_Exercise instructions:_
State how many lines in the listing contain the string "curtain", and add nothing to that number.
———
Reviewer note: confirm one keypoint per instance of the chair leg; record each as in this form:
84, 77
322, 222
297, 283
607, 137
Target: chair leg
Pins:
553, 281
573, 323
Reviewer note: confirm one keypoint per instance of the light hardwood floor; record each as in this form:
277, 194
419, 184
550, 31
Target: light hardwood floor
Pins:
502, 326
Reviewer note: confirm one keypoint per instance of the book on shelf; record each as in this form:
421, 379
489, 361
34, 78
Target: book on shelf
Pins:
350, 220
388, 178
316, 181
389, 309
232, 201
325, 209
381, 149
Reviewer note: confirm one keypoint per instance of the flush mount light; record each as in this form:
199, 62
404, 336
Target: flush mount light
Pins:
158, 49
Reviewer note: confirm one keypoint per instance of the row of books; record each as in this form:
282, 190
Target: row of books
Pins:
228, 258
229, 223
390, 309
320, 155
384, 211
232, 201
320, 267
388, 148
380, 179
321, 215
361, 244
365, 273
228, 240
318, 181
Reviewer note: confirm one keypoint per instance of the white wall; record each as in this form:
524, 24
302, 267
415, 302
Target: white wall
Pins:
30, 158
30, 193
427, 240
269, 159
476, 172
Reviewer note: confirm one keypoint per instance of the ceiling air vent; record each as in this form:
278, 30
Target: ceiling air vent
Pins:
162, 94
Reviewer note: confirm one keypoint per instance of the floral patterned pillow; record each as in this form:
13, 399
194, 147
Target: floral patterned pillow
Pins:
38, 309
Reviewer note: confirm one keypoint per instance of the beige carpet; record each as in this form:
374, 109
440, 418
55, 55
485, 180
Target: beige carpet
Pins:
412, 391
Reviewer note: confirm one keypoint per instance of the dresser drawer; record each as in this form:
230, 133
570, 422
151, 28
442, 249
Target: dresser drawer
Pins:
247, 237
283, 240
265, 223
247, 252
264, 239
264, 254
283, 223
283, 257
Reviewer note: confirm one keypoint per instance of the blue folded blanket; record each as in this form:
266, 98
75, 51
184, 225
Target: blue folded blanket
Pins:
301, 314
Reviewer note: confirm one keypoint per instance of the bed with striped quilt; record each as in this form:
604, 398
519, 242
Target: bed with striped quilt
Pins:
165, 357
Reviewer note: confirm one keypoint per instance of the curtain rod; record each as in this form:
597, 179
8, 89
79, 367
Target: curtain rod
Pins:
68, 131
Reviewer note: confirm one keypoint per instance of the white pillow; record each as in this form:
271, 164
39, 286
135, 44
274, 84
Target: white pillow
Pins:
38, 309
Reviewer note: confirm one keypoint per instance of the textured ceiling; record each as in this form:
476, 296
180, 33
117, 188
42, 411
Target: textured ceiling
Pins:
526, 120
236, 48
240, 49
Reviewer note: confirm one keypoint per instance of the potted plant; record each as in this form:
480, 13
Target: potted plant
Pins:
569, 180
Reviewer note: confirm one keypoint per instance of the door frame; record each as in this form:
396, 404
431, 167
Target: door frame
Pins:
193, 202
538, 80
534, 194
———
_Response to this exercise:_
2